═══ TEXT TO READ ═══
The Futility Monster

He'll pointlessly derive more enjoyment out of your resources than you

Cameron’s Speech: The Verdict

Posted by The Futility Monster on October 9, 2009 @ 09:54

The end of Cameron's speech. It made me cringe just a little...

The end of Cameron's speech. It made me cringe just a little...

Even after ruminating on the speech overnight, I’m still unsure of what to make of it.

Let’s get the obvious out the way: it was a dignified, restrained speech. Perhaps a bit low-key for a man who is very likely to be the next Prime Minister of this country. That must have been intentional; it has, after all, been something of a theme this week. Nevertheless, it was good to see a little less of the theatrics that Blair in the equivalent situation would have brought.

The key theme of the speech, I think, was his message of “family, community, country”. Each part was tied to these three pieces in one way or another. The other message was his attack on big government and the “culture of irresponsibility” fostered by it.

The speech also contained a Grand Tour of the Shadow Cabinet, in which each aspect of his agenda was connected to one of the people who would serve in a future Conservative administration. That worked quite well, better I think than the way Nick Clegg did it in his speech.
═══
> GIVEN INSTRUCTION 1: Write out everything in the post on Cameron's speech from "Let’s get the" down to "fostered by it.".
> GIVEN INSTRUCTION 2: Resume the post on Cameron's speech after its last sentence.
═══ ENTRIES SHOWN ═══
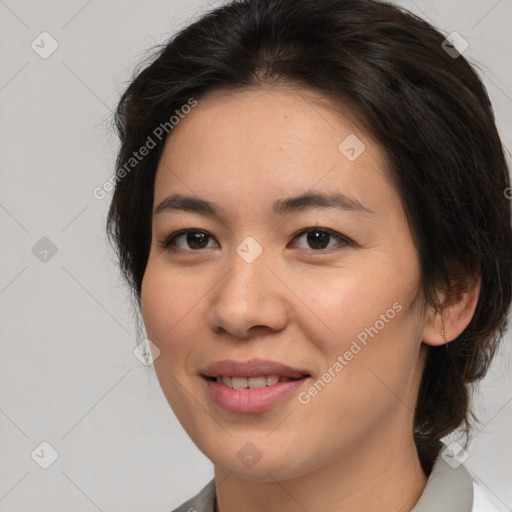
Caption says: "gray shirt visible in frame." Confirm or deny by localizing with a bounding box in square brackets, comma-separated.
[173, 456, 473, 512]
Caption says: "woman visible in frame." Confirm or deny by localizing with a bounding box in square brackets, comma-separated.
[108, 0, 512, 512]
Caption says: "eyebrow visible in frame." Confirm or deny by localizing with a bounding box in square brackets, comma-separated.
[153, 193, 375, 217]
═══
═══ ENTRIES SHOWN ═══
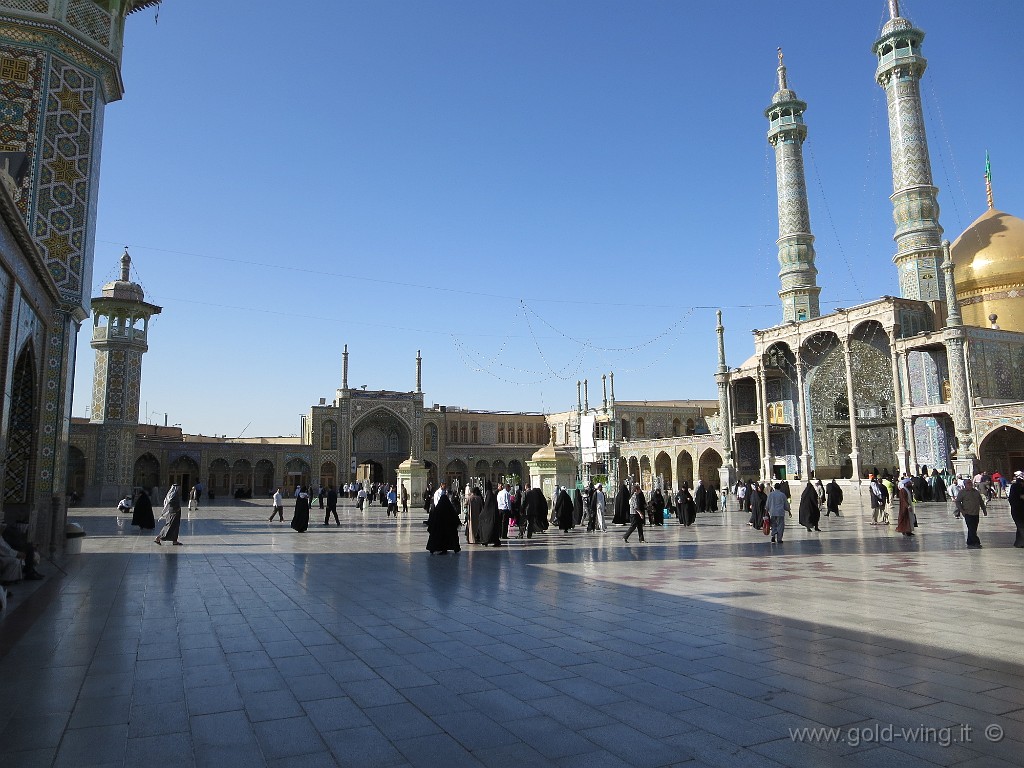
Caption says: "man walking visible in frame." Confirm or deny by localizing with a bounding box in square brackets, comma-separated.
═══
> TASK RESULT 1:
Let’s get the obvious out the way: it was a dignified, restrained speech. Perhaps a bit low-key for a man who is very likely to be the next Prime Minister of this country. That must have been intentional; it has, after all, been something of a theme this week. Nevertheless, it was good to see a little less of the theatrics that Blair in the equivalent situation would have brought.

The key theme of the speech, I think, was his message of “family, community, country”. Each part was tied to these three pieces in one way or another. The other message was his attack on big government and the “culture of irresponsibility” fostered by it.

> TASK RESULT 2:
There was also a section on his personal circumstances over the past year, which was genuine and heart-felt, and anyone who says otherwise must be even more cynical than me. I’m always suspicious of bringing something like that into a keynote address, but it was done well with grace and tact.

But in many respects, it was a very Conservative speech. Marriage, family values, EU bashing, patriotism, enterprise. There was even a grumpy old man moment when he shook his fist at those pesky kids with their rights: we need to treat children like children and adults like adults. That got the Conference audience to their feet, surprise surprise.

The problem was that the logical consistency of the speech was lacking. At numerous occasions during it, he chopped and changed subject, coming back to an earlier point, starting a new one, then leaving it, returning later… it felt a bit slapdash. Like a box ticking exercise to ensure they had covered all the policy announcements of the previous days. I don’t think this was helped by the various anecdotes that he kept incorporating from letters and e-mails. It was all a bit too “man of the people”.

This, I think, was an attempt to answer the criticisms of a lack of policy. But, in doing so, it turned the speech into a scattergun, going for so many targets in so many areas: education, welfare, Afghanistan, defence, civil liberties, business, regulation, a defence of the Union, the EU, parliamentary reform, devolution, accountability, taxation, deficit, spending cuts… and I could go on. Each was touched upon briefly, but in some parts so brief as to have been a waste of time. It lacked clarity in a speech that needed a razor-sharp focus.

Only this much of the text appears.